Brief: Begin with the line in which "217, row 0." appears and end with the final line of the entries. Retype each one exactly and add nothing.

[Point localization data]

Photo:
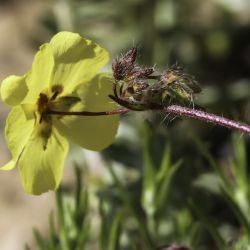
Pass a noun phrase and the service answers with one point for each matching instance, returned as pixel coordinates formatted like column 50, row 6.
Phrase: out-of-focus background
column 210, row 38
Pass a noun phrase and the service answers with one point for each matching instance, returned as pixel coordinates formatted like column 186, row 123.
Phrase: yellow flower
column 64, row 77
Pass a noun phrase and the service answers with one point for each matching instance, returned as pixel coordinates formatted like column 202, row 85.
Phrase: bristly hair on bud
column 139, row 89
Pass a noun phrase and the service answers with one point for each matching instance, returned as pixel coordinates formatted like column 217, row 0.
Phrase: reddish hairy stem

Task solution:
Pass a noun phrase and the service answers with one point for each matching instance, returned as pixel coordinates formatted like column 217, row 0.
Phrase: reddish hairy stem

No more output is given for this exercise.